• **Exercise objective**: I would like every line of the records below that contains the word "Quickstart" copied.

• **Records supplied**:
[Start of Attachment]
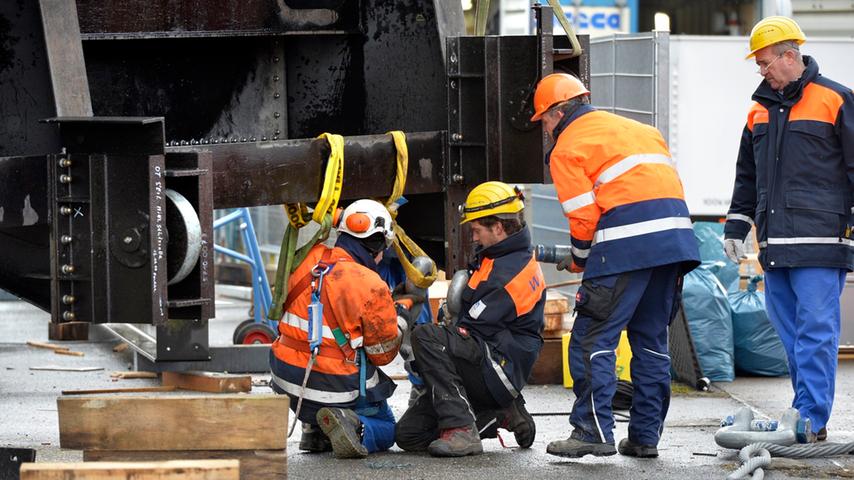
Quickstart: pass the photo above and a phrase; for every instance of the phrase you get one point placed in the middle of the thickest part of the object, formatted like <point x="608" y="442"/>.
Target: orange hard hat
[End of Attachment]
[Start of Attachment]
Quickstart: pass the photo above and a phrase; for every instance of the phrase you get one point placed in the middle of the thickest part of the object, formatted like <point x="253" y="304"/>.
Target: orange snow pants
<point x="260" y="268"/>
[End of Attachment]
• **Response to the task**:
Quickstart: pass the photo above and a phrase; for every instance of the phrase you get one point placed in the middle of the thickest part of the object, formatted like <point x="608" y="442"/>.
Quickstart: pass the photo above and a phrase; for every instance of the phrase you get one point placed in the middle of the thickest part of the object, formatted like <point x="253" y="304"/>.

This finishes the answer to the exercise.